◆ **What you should do**
Print the line containing "Tag the wristwatch" and each line after it through the end, please, with nothing added.
-.-.-
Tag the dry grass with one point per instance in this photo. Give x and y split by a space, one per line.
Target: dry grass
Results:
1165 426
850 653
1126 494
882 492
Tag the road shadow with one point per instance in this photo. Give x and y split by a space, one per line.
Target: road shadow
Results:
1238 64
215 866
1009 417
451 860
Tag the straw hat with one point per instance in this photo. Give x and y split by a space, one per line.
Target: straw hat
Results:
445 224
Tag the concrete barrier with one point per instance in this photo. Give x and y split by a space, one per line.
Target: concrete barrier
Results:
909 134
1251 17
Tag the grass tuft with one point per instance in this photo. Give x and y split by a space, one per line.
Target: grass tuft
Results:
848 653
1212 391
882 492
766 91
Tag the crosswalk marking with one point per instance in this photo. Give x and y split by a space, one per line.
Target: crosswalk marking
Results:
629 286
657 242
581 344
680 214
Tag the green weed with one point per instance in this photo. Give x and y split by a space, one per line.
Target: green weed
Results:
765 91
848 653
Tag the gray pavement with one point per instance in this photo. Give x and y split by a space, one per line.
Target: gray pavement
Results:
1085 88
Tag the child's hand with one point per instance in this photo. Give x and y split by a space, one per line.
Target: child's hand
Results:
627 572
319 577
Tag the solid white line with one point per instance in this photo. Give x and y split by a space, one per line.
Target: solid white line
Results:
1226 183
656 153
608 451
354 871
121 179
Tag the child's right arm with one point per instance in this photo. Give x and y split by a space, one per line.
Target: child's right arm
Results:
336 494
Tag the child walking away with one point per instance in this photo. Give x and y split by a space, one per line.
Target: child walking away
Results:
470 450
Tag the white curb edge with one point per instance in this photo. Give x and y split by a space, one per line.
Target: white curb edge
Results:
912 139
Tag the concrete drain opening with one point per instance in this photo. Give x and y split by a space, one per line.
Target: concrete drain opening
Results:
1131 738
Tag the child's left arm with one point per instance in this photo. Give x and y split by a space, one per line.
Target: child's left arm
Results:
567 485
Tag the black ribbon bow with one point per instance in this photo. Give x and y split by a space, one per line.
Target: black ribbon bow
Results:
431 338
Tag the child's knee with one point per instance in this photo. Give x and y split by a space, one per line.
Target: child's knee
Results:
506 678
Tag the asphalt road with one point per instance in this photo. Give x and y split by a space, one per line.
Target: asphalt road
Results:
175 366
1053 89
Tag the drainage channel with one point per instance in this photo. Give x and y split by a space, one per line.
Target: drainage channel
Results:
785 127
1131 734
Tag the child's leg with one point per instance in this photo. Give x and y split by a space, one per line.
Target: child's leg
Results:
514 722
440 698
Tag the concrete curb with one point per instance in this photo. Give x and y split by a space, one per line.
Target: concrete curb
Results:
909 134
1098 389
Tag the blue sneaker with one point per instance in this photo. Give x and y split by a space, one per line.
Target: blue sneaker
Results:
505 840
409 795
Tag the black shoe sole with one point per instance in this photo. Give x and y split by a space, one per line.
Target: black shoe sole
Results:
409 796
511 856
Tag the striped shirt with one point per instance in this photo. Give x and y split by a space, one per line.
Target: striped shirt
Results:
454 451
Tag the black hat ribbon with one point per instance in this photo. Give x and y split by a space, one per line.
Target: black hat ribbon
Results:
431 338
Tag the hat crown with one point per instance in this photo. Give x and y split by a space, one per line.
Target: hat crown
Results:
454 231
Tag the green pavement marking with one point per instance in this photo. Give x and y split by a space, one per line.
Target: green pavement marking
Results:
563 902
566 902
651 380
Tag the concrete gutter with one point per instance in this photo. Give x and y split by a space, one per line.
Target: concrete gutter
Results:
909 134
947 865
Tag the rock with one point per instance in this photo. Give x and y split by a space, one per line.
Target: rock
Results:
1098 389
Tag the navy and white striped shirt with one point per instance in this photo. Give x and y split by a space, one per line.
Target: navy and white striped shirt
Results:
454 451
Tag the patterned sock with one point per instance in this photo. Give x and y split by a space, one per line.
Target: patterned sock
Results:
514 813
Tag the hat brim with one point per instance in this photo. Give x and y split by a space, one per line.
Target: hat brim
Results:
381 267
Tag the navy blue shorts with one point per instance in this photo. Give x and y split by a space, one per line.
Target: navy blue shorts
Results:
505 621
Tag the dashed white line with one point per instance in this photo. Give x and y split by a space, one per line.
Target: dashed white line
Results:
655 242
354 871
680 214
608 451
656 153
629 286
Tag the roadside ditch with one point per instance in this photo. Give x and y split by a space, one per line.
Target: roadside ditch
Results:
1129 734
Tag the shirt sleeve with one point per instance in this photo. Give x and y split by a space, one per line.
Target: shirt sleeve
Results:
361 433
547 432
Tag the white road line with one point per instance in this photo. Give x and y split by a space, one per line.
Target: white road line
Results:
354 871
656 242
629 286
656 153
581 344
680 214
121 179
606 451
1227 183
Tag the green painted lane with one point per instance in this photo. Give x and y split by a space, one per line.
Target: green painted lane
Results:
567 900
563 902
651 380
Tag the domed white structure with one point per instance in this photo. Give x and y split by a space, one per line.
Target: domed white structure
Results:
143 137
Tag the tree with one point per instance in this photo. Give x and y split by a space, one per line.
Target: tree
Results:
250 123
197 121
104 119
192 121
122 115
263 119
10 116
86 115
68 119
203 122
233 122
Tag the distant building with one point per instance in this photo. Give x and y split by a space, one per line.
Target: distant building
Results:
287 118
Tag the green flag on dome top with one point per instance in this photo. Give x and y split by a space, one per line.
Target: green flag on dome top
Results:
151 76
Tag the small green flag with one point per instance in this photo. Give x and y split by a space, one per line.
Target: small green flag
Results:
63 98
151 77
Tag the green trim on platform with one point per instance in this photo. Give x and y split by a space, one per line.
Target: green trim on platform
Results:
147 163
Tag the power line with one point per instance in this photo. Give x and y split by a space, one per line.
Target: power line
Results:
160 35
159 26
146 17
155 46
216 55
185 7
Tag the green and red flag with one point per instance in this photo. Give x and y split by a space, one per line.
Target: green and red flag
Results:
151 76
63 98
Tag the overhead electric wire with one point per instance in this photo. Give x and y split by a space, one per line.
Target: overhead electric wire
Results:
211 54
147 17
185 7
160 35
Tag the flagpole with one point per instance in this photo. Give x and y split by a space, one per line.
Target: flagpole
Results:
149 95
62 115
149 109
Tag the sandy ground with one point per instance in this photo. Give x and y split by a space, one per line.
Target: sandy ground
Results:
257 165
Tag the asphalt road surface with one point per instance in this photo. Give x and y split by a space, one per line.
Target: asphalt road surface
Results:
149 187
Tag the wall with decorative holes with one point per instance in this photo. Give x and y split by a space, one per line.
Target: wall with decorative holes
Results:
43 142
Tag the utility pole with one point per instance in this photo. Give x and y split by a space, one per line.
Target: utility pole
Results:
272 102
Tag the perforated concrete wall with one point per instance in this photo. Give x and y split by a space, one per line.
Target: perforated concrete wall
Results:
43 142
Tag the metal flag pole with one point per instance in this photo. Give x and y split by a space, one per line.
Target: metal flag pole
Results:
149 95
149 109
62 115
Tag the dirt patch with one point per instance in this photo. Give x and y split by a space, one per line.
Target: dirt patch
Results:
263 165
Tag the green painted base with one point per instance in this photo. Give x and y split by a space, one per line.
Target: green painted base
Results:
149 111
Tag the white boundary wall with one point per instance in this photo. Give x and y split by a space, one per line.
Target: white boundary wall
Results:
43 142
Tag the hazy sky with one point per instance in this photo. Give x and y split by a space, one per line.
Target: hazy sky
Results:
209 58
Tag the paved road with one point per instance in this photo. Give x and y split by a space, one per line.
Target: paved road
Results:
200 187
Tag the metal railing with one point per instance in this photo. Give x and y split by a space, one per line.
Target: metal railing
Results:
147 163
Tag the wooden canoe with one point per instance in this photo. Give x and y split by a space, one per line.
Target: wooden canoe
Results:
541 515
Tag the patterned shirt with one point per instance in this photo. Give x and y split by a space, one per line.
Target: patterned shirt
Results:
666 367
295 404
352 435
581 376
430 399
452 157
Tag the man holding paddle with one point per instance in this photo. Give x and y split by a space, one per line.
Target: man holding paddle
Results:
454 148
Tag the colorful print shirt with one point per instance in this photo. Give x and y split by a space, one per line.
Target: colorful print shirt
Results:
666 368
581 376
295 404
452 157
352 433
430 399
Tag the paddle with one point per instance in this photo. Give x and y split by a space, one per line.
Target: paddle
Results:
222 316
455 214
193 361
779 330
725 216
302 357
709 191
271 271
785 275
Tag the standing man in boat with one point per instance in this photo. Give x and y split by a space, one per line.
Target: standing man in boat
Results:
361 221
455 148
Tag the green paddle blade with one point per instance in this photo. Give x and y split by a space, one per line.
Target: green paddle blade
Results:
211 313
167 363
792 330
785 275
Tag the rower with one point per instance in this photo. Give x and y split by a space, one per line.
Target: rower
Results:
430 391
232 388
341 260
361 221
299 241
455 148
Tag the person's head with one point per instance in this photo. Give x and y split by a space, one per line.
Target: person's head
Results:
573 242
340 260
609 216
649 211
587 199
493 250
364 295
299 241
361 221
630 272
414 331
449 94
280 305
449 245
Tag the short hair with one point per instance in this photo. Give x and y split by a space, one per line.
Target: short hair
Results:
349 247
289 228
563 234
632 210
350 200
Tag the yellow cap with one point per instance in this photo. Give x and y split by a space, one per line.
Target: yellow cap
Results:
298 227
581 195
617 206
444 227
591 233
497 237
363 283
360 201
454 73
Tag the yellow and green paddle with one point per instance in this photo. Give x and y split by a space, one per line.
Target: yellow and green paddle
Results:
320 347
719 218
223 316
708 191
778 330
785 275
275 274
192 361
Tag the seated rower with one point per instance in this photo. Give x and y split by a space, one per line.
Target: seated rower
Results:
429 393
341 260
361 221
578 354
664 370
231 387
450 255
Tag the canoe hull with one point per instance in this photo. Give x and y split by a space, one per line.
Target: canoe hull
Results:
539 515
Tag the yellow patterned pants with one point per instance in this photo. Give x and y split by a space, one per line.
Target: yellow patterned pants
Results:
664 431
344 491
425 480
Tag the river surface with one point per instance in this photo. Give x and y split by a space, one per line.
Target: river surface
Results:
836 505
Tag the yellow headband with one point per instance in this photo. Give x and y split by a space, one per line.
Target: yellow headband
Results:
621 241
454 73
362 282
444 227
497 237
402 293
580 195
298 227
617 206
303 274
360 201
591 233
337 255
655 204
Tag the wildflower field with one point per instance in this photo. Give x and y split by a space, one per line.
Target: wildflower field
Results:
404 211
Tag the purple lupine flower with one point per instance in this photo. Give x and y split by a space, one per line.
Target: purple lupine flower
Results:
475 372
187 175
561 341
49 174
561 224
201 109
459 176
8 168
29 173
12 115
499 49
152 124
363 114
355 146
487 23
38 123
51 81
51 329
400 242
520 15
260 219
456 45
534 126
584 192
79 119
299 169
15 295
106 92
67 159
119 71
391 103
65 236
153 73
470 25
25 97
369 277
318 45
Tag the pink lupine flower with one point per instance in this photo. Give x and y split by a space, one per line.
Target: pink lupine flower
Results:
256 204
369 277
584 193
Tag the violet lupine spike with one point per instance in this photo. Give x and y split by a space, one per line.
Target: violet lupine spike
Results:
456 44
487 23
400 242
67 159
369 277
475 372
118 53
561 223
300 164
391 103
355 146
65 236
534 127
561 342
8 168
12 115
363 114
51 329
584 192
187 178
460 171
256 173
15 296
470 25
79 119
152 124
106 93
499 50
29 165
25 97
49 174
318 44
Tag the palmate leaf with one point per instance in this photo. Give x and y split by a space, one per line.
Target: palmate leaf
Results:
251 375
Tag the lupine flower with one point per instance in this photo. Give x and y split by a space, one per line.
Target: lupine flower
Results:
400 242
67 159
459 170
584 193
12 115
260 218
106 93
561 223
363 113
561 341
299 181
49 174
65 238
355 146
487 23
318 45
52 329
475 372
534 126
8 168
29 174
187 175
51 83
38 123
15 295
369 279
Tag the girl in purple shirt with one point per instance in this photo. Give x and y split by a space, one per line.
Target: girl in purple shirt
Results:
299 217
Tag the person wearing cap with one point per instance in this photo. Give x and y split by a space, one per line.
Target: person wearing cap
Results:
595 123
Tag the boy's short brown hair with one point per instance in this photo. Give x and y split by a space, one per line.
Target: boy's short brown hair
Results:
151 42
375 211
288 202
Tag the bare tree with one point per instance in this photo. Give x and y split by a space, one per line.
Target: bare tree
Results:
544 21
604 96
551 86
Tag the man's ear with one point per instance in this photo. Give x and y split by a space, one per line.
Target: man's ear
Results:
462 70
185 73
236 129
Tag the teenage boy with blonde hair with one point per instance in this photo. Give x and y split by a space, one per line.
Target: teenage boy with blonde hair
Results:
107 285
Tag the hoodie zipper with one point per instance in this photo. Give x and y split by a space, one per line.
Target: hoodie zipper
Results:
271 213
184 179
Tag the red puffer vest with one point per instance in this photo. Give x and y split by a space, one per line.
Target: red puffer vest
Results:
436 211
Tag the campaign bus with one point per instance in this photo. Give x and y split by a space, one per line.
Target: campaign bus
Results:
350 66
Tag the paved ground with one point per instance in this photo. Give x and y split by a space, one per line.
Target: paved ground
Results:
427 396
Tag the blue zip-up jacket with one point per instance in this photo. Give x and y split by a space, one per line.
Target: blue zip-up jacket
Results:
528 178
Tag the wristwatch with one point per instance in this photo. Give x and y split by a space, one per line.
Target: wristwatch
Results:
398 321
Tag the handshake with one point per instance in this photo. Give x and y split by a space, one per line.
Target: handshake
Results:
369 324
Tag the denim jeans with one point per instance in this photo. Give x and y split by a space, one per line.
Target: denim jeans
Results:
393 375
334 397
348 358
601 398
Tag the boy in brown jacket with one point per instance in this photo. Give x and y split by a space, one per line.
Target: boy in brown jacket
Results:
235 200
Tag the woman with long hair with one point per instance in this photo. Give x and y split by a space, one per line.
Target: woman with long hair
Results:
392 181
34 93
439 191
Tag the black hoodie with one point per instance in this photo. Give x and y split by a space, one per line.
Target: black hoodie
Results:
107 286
-.-.-
◆ **Task solution**
Tag the wristwatch with one point per instance in this photo. Give x and y split by a space, one per line.
Target: wristwatch
Results:
398 321
Tag the handshake with one point per instance in this photo. Give x and y split by a space, one per line.
Target: handshake
Results:
369 324
Tag the denim jeans with one point per instance in this photo. Give x and y split by a space, one per line.
Target: denim jeans
Results:
393 375
334 397
348 358
601 398
Tag the boy in brown jacket with one point per instance in this photo. Give x and y split by a space, one per line.
Target: boy in brown jacket
Results:
235 200
Tag the woman with long hair with one point per instance in this photo. Give x and y split by a space, one per line.
Target: woman with long hair
Results:
392 181
34 93
439 191
Tag the black hoodie with one point per instance in this photo. Give x and y split by a space, one per line.
Target: black hoodie
Results:
107 286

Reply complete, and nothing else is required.